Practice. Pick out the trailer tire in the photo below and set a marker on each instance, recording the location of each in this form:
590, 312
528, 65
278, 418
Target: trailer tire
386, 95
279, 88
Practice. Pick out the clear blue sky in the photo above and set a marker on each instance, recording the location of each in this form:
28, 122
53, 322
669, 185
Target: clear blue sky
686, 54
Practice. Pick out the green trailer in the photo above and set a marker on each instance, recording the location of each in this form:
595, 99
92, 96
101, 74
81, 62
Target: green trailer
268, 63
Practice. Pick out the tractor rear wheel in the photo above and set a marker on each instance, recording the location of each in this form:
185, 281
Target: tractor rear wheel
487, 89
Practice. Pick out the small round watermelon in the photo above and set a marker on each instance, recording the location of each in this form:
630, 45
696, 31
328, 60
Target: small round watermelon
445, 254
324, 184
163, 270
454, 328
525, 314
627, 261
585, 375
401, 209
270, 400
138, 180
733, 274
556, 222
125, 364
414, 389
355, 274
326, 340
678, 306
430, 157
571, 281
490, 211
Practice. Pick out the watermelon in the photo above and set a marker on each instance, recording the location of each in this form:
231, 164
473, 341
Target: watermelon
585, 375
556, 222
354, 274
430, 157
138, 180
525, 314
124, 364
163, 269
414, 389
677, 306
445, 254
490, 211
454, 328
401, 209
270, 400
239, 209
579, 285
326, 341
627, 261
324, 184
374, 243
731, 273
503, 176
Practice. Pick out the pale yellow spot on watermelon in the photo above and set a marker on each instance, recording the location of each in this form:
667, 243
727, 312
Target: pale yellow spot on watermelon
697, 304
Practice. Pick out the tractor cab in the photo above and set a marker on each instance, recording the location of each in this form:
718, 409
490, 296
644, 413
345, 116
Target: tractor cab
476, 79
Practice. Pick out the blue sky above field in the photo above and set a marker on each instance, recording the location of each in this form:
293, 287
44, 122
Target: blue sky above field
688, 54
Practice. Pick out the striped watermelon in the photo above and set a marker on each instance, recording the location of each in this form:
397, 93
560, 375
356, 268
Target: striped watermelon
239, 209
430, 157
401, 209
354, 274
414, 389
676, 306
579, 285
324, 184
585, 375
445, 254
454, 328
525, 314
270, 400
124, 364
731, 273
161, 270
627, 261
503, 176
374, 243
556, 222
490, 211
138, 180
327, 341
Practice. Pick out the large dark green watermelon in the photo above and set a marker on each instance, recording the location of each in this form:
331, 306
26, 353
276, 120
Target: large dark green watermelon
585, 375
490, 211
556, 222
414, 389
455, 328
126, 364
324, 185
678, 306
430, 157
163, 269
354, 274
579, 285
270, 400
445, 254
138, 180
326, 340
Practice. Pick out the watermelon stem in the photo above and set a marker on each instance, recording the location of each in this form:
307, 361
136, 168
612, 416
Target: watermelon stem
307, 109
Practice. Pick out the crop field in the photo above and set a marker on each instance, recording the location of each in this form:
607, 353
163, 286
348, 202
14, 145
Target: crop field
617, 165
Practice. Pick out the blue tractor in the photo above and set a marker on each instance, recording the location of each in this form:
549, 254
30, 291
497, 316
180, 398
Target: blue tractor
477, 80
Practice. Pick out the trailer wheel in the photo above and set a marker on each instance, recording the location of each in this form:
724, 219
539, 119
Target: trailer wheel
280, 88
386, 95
_ _ _ _
» Written problem: Copy every one of the records above word for word, leaving nothing out and changing nothing.

» Expected answer:
Practice. Pick out the trailer tire in the photo below and set a marker on each instance, recording the location of each in this form:
590, 312
528, 65
278, 418
Target: trailer tire
386, 95
279, 88
Practice. Pick out the clear blue sky in the photo above and set a marker on each instance, recording the location of each in this form:
28, 122
53, 322
669, 185
Target: clear blue sky
686, 54
Practice. Pick out the green trailer in the photo above and set a marker on each instance, recording the location of each in this form:
595, 99
92, 96
101, 74
81, 62
Target: green trailer
268, 63
Practice. Pick out the tractor rear wheel in the photo above and set a marker on each instance, recording the location of each in this form:
185, 281
Target: tractor rear wheel
487, 89
Practice. Pick out the small round watermelon in the photo above and set a marker on each instance, recording the location of each in this form:
630, 45
696, 31
328, 60
Target: small round watermelon
445, 254
324, 184
163, 270
454, 328
525, 314
627, 261
585, 375
401, 209
270, 400
138, 180
733, 274
556, 222
125, 364
414, 389
355, 274
326, 340
678, 306
430, 157
571, 281
490, 211
Practice. Pick out the watermelon in the photo above and set a marker on each instance, recording the location of each in this form:
231, 164
473, 341
Target: watermelon
585, 375
556, 222
354, 274
430, 157
138, 180
525, 314
124, 364
163, 269
414, 389
677, 306
445, 254
490, 211
454, 328
401, 209
270, 400
239, 209
579, 285
326, 341
627, 261
324, 184
374, 243
731, 273
503, 176
Practice. Pick out the pale yellow spot on watermelon in the photo above and set a marker on each instance, recording the location of each in this form:
667, 243
727, 312
Target: pale yellow spot on watermelon
697, 304
Practice. Pick out the tractor cab in the photo above and set a marker on each instance, recording the location of each in this form:
718, 409
490, 296
644, 413
345, 116
Target: tractor cab
476, 79
Practice. Pick out the blue sky above field in the photo above and set a marker on each instance, recording the location of each in this form:
293, 287
44, 122
Target: blue sky above field
688, 54
Practice. Pick out the striped watermelon in the photo above and set a marker on each instance, recording the location of each in this form:
397, 93
560, 375
356, 268
Target: striped watermelon
239, 209
430, 157
401, 209
354, 274
414, 389
676, 306
579, 285
324, 184
585, 375
445, 254
454, 328
525, 314
270, 400
124, 364
731, 273
161, 270
627, 261
503, 176
374, 243
556, 222
490, 211
138, 180
327, 341
Practice. Pick out the large dark green watermelon in the photo above and set a marker on each instance, recording the location of each in this form:
331, 306
26, 353
276, 120
Target: large dark green watermelon
585, 375
490, 211
556, 222
414, 389
455, 328
126, 364
324, 185
678, 306
430, 157
163, 269
354, 274
579, 285
270, 400
445, 254
138, 180
326, 340
Practice. Pick out the watermelon stem in the photo above and set a marker on each instance, recording the location of each in this form:
307, 361
136, 168
612, 416
Target: watermelon stem
307, 109
Practice. Pick out the crop field in the photo above and set a marker on each instance, recording the location of each in this form:
607, 353
163, 286
348, 202
14, 145
Target: crop field
617, 165
Practice. Pick out the blue tractor in the photo above and set a marker on each instance, recording the location of each in this form:
549, 254
30, 291
497, 316
180, 398
Target: blue tractor
477, 80
Practice. Pick out the trailer wheel in the photo above and set a marker on each instance, recording the location of each in this form:
724, 219
539, 119
Target: trailer wheel
280, 88
386, 95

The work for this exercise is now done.